[Referring expression pointing data]
************

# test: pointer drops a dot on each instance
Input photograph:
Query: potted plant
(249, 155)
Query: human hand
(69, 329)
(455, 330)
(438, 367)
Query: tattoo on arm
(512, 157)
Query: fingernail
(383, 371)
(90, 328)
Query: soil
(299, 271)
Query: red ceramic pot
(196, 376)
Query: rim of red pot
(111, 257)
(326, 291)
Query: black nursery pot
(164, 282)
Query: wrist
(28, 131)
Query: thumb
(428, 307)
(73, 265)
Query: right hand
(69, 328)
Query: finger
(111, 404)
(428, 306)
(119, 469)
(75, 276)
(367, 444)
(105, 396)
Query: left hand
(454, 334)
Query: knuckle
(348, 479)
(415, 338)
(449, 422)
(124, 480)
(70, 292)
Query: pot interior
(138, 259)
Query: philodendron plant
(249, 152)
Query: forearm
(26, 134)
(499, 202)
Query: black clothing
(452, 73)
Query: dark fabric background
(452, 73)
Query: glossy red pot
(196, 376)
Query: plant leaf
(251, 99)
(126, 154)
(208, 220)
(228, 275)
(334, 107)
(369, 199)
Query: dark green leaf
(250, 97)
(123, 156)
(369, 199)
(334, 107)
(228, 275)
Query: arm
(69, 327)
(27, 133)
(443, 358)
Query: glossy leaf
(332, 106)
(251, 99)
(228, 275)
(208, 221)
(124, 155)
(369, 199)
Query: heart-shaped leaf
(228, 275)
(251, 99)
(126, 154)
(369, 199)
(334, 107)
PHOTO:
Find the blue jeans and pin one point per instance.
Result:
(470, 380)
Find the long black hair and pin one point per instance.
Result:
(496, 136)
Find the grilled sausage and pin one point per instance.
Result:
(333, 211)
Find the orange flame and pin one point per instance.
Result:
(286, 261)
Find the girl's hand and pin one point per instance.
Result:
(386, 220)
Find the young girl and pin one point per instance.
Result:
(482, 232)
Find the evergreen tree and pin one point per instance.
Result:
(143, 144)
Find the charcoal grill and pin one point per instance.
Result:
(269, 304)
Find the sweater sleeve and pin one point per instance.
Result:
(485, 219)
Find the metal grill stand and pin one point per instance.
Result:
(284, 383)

************

Aim of the exercise - Would you return every line of the data above exactly?

Task solution -
# test: pointer drops a dot on each instance
Input photograph:
Query: potted plant
(249, 155)
Query: human hand
(69, 329)
(455, 330)
(438, 367)
Query: tattoo on arm
(512, 157)
Query: fingernail
(383, 371)
(90, 328)
Query: soil
(299, 271)
Query: red ceramic pot
(196, 376)
Query: rim of red pot
(111, 257)
(326, 291)
Query: black nursery pot
(164, 282)
Query: wrist
(28, 131)
Query: thumb
(428, 307)
(73, 265)
Query: right hand
(69, 328)
Query: finger
(111, 404)
(428, 306)
(119, 469)
(75, 276)
(367, 444)
(105, 396)
Query: left hand
(454, 334)
Query: knuckle
(348, 479)
(415, 338)
(449, 422)
(124, 480)
(70, 292)
Query: pot interior
(138, 259)
Query: philodendron plant
(249, 152)
Query: forearm
(26, 134)
(499, 202)
Query: black clothing
(452, 73)
Query: dark fabric background
(452, 73)
Query: glossy red pot
(196, 376)
Query: plant leaf
(251, 99)
(126, 154)
(208, 220)
(228, 275)
(334, 107)
(369, 199)
Query: dark green leaf
(250, 97)
(123, 156)
(369, 199)
(334, 107)
(228, 275)
Query: arm
(69, 327)
(27, 133)
(443, 358)
Query: glossy leaf
(332, 106)
(251, 99)
(228, 275)
(208, 221)
(124, 155)
(369, 199)
Query: heart-shaped leaf
(228, 275)
(251, 99)
(126, 154)
(369, 199)
(334, 107)
PHOTO:
Find the blue jeans and pin one point per instance.
Result:
(470, 380)
Find the long black hair and pin one point per instance.
Result:
(496, 136)
Find the grilled sausage and pin one point per instance.
Result:
(333, 211)
Find the orange flame and pin one point per instance.
Result:
(286, 261)
Find the girl's hand and pin one point per instance.
Result:
(386, 220)
Find the young girl and pin one point per instance.
Result:
(482, 232)
Find the evergreen tree and pin one point per instance.
Result:
(143, 144)
Find the charcoal grill and pin one point per instance.
Result:
(269, 304)
Find the sweater sleeve and pin one point per instance.
Result:
(485, 219)
Find the metal grill stand and pin one point per instance.
Result:
(284, 383)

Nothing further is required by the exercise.